__Data provided__

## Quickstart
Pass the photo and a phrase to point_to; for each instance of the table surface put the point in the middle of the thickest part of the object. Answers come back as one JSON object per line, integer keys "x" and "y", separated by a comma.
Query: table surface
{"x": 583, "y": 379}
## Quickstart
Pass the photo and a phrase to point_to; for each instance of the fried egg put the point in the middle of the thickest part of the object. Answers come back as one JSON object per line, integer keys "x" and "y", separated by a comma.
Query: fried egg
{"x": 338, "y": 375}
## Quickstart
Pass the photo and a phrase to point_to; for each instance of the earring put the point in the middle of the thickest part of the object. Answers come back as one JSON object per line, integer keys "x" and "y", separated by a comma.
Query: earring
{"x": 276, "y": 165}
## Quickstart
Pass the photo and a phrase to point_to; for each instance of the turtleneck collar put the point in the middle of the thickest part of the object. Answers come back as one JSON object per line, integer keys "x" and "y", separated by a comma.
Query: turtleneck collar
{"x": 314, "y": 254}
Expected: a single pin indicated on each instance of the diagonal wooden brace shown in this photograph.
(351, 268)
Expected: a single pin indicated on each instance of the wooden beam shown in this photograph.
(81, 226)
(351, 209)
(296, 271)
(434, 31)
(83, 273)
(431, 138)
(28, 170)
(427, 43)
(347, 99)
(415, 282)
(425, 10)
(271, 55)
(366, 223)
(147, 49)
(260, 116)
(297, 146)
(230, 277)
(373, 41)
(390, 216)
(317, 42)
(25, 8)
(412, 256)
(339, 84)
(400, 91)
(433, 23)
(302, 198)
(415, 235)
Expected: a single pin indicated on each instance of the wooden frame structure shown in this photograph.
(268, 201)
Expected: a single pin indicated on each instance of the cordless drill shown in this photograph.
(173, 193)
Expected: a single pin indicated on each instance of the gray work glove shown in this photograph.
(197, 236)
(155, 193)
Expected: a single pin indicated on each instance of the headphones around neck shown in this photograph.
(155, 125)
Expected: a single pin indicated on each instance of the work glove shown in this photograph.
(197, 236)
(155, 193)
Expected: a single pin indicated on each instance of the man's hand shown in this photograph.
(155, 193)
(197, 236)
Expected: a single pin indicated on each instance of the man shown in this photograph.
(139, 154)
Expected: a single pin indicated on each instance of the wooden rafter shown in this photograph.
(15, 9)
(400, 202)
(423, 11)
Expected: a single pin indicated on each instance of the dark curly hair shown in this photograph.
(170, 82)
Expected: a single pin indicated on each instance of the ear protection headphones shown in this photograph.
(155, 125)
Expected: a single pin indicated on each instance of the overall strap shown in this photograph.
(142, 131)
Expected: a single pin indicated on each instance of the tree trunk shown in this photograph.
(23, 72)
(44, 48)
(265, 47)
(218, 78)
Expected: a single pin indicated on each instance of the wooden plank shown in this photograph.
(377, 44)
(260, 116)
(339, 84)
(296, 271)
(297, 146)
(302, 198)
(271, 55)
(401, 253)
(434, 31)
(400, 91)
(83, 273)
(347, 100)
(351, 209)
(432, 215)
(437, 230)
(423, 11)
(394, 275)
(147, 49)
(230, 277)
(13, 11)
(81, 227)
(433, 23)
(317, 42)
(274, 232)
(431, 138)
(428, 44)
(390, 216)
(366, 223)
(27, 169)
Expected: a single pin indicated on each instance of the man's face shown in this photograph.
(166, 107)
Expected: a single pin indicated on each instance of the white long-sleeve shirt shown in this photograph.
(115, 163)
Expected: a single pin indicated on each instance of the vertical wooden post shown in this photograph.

__Problem to solve__
Convert the stretch of the records above, from the line containing "Expected: a single pin indicated on each instance of the overall" through the end of the records, into a JSON list of strings with one string per line, leaving out any blank lines.

__Correct output__
[
  "Expected: a single pin indicated on each instance of the overall strap shown in this photograph.",
  "(142, 131)",
  "Expected: a single pin indicated on each instance of the tree trunk shown in this photograph.",
  "(23, 72)",
  "(44, 48)",
  "(265, 47)",
  "(218, 78)",
  "Expected: a single pin indicated on each instance of the wooden plank shown in this photograph.",
  "(377, 44)",
  "(260, 116)",
  "(339, 84)",
  "(296, 271)",
  "(297, 146)",
  "(302, 198)",
  "(271, 55)",
  "(401, 253)",
  "(434, 31)",
  "(400, 91)",
  "(83, 273)",
  "(347, 100)",
  "(351, 209)",
  "(432, 215)",
  "(437, 230)",
  "(423, 11)",
  "(394, 275)",
  "(147, 49)",
  "(230, 277)",
  "(13, 11)",
  "(81, 227)",
  "(433, 23)",
  "(317, 42)",
  "(274, 232)",
  "(431, 138)",
  "(428, 44)",
  "(390, 216)",
  "(366, 223)",
  "(27, 169)",
  "Expected: a single pin indicated on each instance of the man's face shown in this photograph.",
  "(166, 107)",
  "Expected: a single pin indicated on each instance of the white long-sleeve shirt shown in this photograph.",
  "(115, 163)",
  "Expected: a single pin indicated on each instance of the vertical wooden post shown in this photograph."
]